§ **Problem to work on**:
Can you convert the records below into a JSON list of strings, one string per line with blank lines left out, starting with the line containing "Target: slate roof" and going on through the line containing "(1033, 346)"? Include both of those lines and nothing outside that span.

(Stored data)

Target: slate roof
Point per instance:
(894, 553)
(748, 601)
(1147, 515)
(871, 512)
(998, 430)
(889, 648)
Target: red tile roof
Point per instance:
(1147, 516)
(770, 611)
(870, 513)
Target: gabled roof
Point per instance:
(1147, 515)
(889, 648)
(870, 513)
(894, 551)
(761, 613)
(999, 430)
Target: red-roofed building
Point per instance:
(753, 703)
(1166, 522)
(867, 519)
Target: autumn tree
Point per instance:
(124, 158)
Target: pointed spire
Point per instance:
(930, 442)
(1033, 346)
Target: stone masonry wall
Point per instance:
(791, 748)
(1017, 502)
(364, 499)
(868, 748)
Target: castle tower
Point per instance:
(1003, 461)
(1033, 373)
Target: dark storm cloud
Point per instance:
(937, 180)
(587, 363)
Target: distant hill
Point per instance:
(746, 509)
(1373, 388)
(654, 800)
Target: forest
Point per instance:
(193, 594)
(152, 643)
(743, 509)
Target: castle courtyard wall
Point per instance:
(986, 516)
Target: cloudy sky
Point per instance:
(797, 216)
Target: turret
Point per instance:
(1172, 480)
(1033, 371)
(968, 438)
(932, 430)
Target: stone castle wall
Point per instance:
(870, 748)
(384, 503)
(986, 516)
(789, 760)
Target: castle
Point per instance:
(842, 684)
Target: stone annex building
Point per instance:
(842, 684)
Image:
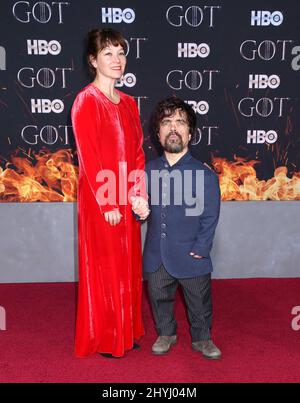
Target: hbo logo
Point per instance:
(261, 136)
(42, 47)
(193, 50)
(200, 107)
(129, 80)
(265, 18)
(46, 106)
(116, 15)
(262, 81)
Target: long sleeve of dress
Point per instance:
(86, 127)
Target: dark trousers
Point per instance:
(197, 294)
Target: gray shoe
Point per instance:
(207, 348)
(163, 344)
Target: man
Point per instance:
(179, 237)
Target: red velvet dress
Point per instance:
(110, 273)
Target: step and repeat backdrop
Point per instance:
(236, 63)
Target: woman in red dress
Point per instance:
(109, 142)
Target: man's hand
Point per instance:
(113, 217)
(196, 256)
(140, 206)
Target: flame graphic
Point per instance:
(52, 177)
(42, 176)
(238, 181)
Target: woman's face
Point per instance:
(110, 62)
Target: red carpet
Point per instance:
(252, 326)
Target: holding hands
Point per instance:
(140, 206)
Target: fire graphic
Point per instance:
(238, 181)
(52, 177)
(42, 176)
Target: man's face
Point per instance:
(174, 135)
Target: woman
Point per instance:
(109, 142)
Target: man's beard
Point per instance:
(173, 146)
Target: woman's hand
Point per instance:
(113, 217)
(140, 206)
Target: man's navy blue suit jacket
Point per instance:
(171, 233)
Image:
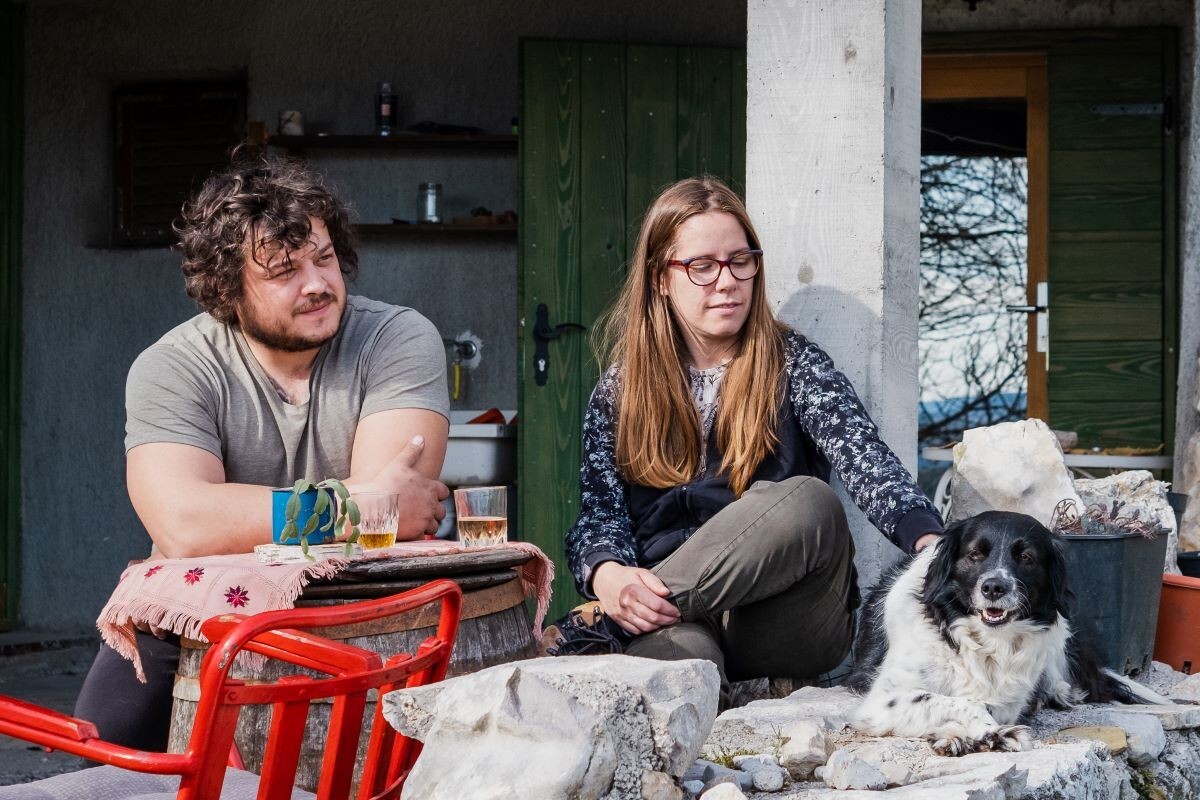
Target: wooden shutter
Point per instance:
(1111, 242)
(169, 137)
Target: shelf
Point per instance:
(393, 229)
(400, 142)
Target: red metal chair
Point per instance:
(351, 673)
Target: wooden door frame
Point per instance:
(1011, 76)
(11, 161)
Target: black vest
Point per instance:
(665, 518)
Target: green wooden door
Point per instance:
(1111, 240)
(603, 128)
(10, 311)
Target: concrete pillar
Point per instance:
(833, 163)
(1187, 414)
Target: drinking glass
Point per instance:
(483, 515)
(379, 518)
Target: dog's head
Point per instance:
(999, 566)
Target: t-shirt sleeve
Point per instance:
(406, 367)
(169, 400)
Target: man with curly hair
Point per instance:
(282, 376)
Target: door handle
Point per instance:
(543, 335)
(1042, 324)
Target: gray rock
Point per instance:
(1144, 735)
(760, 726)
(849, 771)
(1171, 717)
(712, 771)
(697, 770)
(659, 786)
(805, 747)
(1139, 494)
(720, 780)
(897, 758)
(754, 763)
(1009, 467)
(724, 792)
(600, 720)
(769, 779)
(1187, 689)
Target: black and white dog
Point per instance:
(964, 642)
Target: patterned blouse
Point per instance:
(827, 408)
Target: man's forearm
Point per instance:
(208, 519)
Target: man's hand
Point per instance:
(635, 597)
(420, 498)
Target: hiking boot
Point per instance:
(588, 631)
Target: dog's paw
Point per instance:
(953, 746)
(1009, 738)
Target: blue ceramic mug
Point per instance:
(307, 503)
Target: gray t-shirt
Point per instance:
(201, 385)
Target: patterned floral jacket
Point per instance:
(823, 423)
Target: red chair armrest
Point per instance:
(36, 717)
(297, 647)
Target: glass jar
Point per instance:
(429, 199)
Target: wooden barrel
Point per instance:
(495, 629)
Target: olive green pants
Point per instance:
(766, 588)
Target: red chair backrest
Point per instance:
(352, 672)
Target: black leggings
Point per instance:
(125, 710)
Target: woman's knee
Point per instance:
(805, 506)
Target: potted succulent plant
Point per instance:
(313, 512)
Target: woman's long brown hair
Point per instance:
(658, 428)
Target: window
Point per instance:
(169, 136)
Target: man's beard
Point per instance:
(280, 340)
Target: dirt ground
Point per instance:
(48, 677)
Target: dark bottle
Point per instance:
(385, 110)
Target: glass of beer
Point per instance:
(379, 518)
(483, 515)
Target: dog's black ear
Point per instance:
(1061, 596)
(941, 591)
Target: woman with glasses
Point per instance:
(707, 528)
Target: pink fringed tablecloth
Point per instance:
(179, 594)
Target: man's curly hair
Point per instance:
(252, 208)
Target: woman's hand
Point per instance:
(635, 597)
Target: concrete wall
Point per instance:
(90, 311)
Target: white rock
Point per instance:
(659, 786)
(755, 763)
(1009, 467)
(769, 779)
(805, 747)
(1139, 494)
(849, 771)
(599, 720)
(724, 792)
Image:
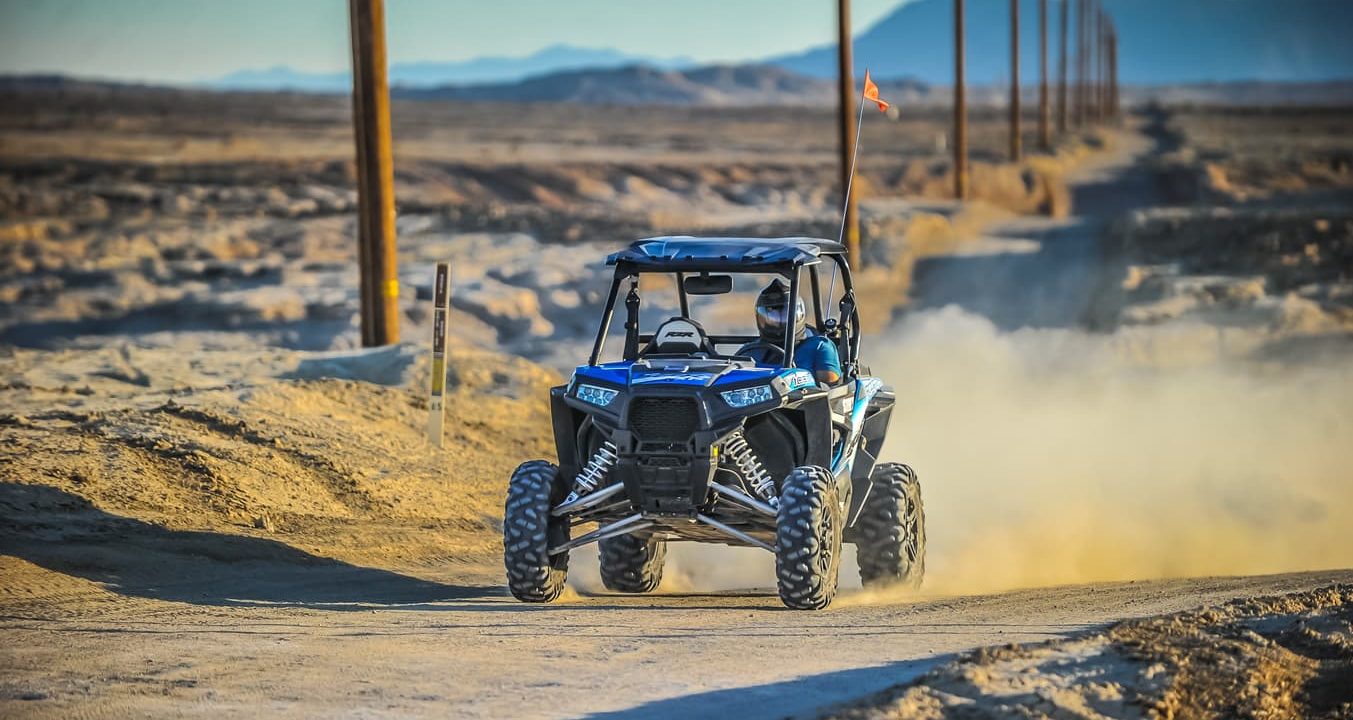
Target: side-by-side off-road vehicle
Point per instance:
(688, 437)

...

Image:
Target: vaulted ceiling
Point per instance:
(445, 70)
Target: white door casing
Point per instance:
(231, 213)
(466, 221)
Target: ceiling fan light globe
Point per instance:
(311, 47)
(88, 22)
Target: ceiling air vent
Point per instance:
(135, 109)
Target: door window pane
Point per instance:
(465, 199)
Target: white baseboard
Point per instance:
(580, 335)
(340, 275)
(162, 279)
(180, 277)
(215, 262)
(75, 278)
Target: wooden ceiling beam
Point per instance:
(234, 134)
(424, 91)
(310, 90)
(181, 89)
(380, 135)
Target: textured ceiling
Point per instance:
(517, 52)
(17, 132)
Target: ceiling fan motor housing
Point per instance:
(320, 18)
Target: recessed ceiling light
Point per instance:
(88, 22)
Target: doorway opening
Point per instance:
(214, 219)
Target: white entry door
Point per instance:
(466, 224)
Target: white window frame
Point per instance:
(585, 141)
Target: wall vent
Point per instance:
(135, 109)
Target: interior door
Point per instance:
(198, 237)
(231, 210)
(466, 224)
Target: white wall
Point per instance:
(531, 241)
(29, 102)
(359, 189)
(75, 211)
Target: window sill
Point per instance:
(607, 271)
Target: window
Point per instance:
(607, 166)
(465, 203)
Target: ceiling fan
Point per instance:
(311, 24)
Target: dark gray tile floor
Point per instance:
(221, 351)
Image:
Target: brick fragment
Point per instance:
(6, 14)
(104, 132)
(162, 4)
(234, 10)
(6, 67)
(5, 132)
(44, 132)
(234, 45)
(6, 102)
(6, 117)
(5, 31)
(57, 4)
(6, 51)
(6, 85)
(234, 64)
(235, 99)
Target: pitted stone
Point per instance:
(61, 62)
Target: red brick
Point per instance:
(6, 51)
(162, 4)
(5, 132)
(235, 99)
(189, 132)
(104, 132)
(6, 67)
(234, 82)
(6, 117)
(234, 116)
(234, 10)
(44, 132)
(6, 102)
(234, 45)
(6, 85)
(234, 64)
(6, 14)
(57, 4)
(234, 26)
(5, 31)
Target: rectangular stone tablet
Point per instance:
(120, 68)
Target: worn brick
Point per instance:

* * *

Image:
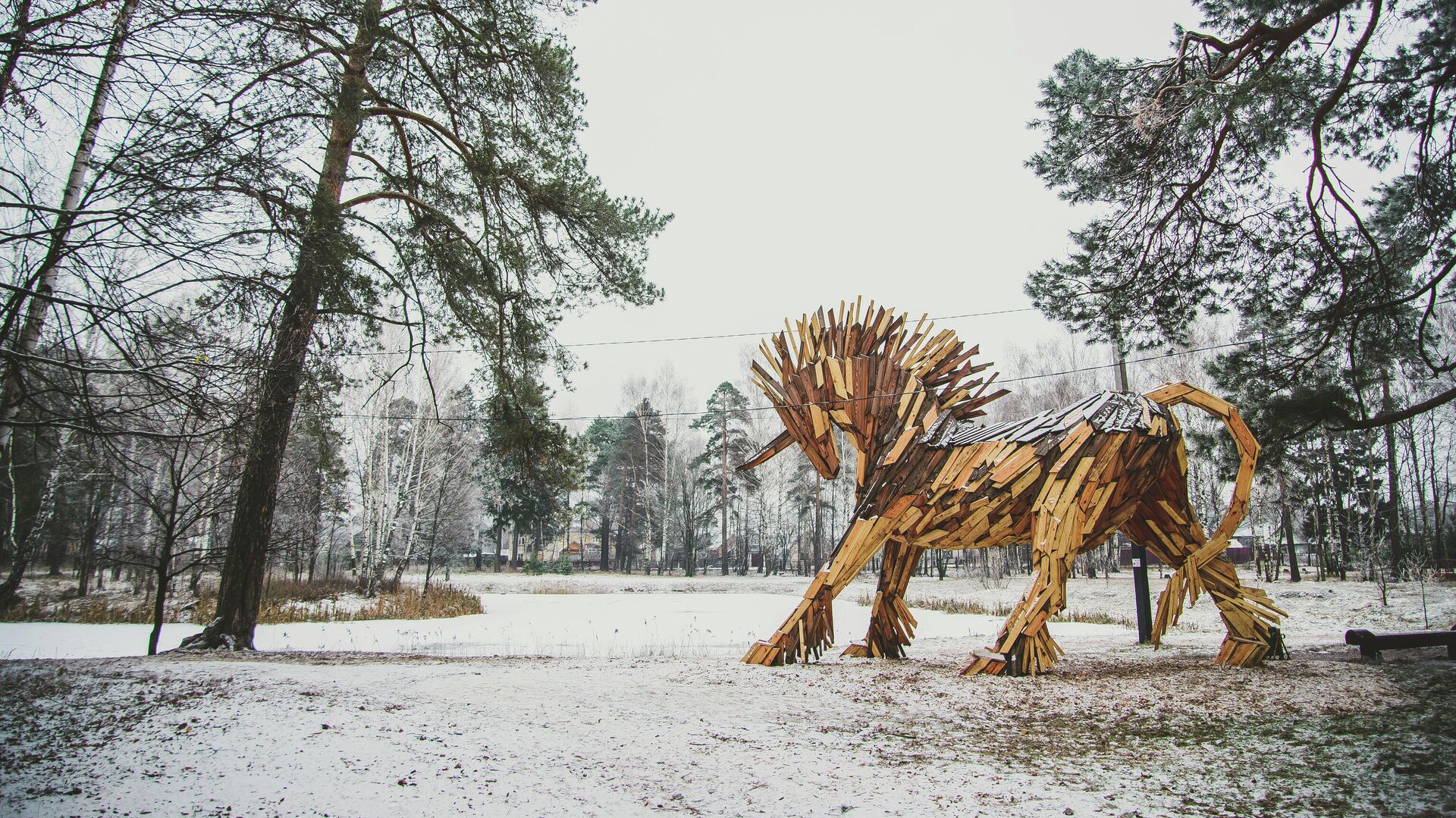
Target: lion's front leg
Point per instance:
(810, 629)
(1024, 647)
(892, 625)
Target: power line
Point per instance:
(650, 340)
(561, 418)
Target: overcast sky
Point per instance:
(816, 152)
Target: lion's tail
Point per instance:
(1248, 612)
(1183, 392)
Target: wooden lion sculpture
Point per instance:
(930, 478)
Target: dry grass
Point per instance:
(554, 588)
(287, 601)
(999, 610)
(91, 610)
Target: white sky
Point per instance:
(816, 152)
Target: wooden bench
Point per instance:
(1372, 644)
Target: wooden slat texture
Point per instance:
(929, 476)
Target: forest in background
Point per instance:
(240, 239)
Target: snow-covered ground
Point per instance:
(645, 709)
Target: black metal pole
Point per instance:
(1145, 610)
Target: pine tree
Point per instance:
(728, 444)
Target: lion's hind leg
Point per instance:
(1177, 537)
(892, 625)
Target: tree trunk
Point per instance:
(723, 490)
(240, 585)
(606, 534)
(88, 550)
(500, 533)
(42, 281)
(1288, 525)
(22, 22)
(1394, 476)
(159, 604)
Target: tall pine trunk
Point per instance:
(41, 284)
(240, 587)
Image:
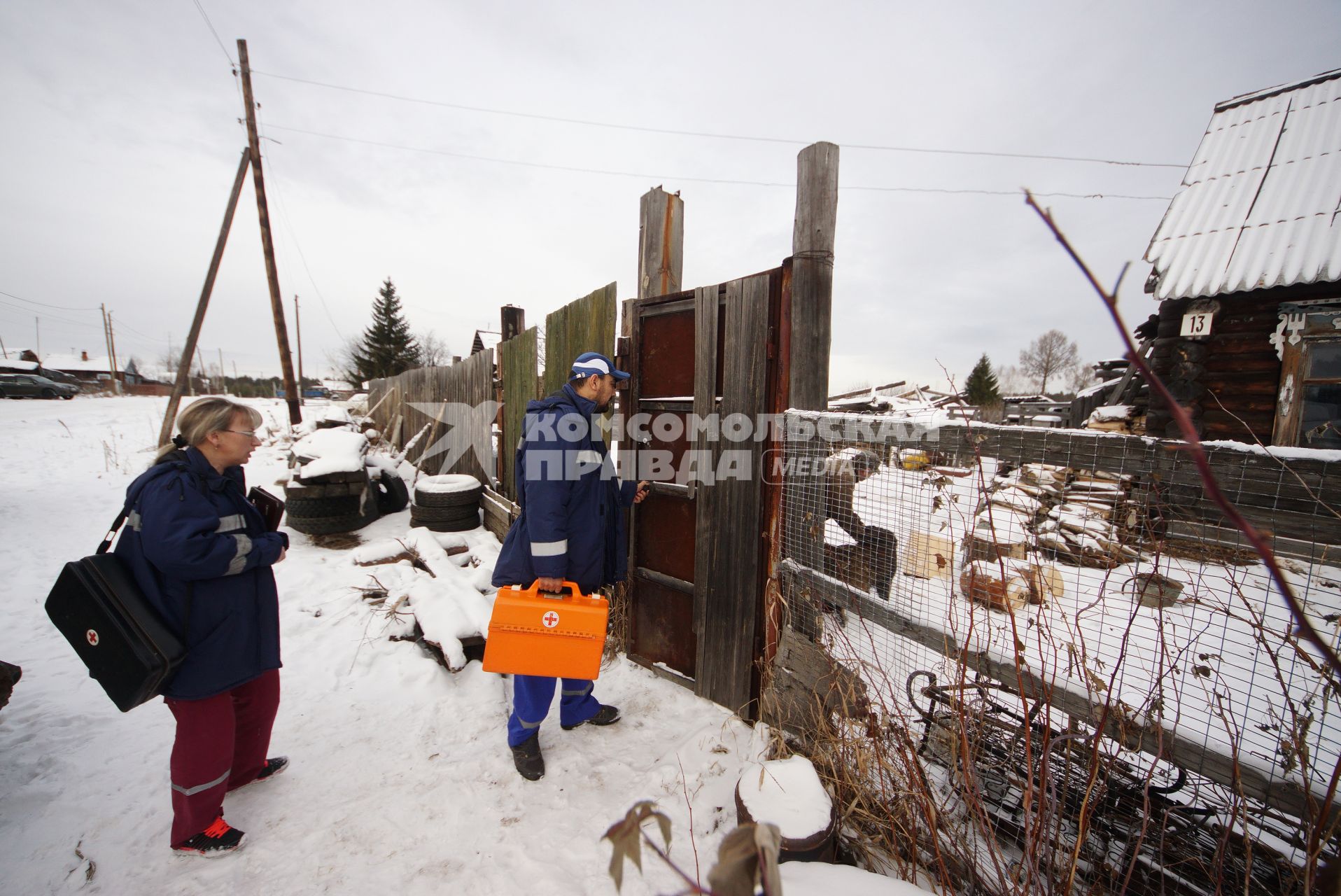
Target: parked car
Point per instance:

§ **Solution to this exercise**:
[
  "Target: slate roof",
  "Point per instance:",
  "(894, 553)",
  "(748, 601)",
  "(1147, 515)",
  "(871, 512)",
  "(998, 430)",
  "(889, 648)",
  "Target: red tile roof",
  "Point per instance:",
  "(1147, 516)",
  "(770, 611)",
  "(870, 513)",
  "Target: gabled roof",
  "Point per instance:",
  "(1147, 515)",
  "(889, 648)",
  "(870, 513)",
  "(894, 551)",
  "(761, 613)",
  "(999, 430)",
  "Target: red-roofed building",
  "Point per instance:",
  "(753, 703)",
  "(1166, 522)",
  "(867, 519)",
  "Target: autumn tree",
  "Point per instance:",
  "(124, 158)",
  "Target: pointed spire",
  "Point per instance:",
  "(930, 442)",
  "(1033, 346)"
]